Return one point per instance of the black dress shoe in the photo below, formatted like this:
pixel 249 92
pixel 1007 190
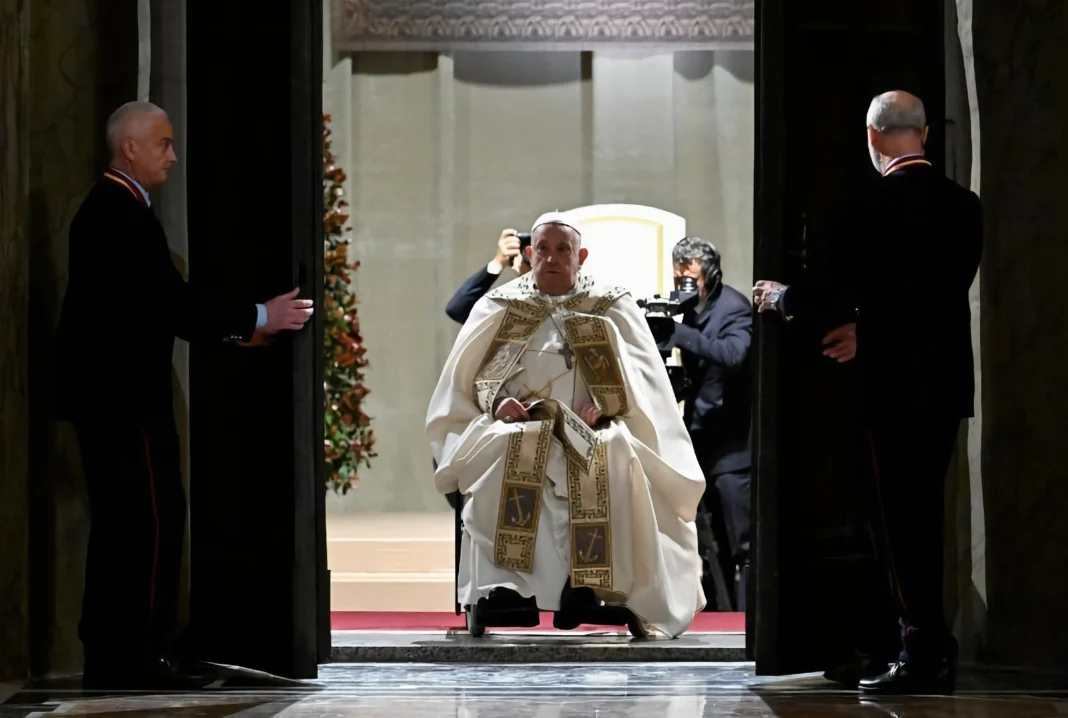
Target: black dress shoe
pixel 575 607
pixel 850 673
pixel 907 680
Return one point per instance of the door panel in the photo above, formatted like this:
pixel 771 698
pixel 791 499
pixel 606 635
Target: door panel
pixel 257 586
pixel 819 63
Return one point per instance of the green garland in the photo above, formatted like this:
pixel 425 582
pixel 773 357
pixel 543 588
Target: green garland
pixel 349 439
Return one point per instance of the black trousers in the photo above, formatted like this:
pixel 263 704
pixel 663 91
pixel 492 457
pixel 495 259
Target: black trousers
pixel 909 463
pixel 138 521
pixel 723 528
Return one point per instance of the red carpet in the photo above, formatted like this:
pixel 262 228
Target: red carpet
pixel 705 623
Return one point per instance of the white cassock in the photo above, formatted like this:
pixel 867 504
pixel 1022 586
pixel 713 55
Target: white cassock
pixel 612 508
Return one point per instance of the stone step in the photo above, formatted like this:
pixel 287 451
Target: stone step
pixel 393 591
pixel 558 646
pixel 363 555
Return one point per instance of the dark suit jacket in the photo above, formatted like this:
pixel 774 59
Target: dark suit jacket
pixel 715 347
pixel 125 303
pixel 904 259
pixel 471 291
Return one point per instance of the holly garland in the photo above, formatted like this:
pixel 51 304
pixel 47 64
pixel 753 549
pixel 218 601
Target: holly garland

------------

> _Task prompt_
Convert every line of the entries above into a Markdown table with a "Row" column numbering each row and a "Line" column holding that line's text. Skip blank lines and omit the pictures.

> _Solved exercise_
| Row | Line |
|---|---|
| 1 | Return one point per instance of the black dress shoe in the photo below, formatted like this: |
| 2 | pixel 249 92 |
| 3 | pixel 1007 190 |
| 4 | Target: black dress shoe |
| 5 | pixel 575 607 |
| 6 | pixel 850 673 |
| 7 | pixel 907 680 |
| 8 | Return one point per instance of the door panel in the photo above, formatted like this: |
| 9 | pixel 771 698 |
| 10 | pixel 791 499 |
| 11 | pixel 606 635 |
| 12 | Target: door panel |
| 13 | pixel 257 586 |
| 14 | pixel 819 63 |
| 15 | Return one point per instance of the green garland in the photo above, formatted like this: |
| 16 | pixel 425 582 |
| 17 | pixel 773 357 |
| 18 | pixel 543 588 |
| 19 | Target: green garland |
| 20 | pixel 349 439 |
| 21 | Return one point per instance of the black trousers in the photo above, formatted like this: |
| 22 | pixel 263 704 |
| 23 | pixel 663 91 |
| 24 | pixel 492 457 |
| 25 | pixel 495 259 |
| 26 | Target: black trousers |
| 27 | pixel 909 463 |
| 28 | pixel 138 521 |
| 29 | pixel 723 528 |
| 30 | Return one point per instance of the red carpet in the photo above, formatted like this: |
| 31 | pixel 262 228 |
| 32 | Target: red carpet |
| 33 | pixel 705 623 |
| 34 | Return one point per instance of the white cassock in the photo above, formatted like this: |
| 35 | pixel 867 504 |
| 36 | pixel 1022 586 |
| 37 | pixel 713 55 |
| 38 | Target: white cassock |
| 39 | pixel 612 508 |
| 40 | Return one point per instance of the stone step in the photo above, formatted like this: |
| 41 | pixel 287 451 |
| 42 | Target: stone step |
| 43 | pixel 393 591 |
| 44 | pixel 558 646 |
| 45 | pixel 363 555 |
| 46 | Return one point per instance of the dark suit jacket in the photo above, formatted like this: |
| 47 | pixel 774 59 |
| 48 | Target: dark suit jacket |
| 49 | pixel 715 347 |
| 50 | pixel 125 303 |
| 51 | pixel 904 259 |
| 52 | pixel 471 291 |
| 53 | Return one point per instance of the holly garland in the photo above, formatted like this: |
| 54 | pixel 51 304 |
| 55 | pixel 47 64 |
| 56 | pixel 753 549 |
| 57 | pixel 218 601 |
| 58 | Target: holly garland |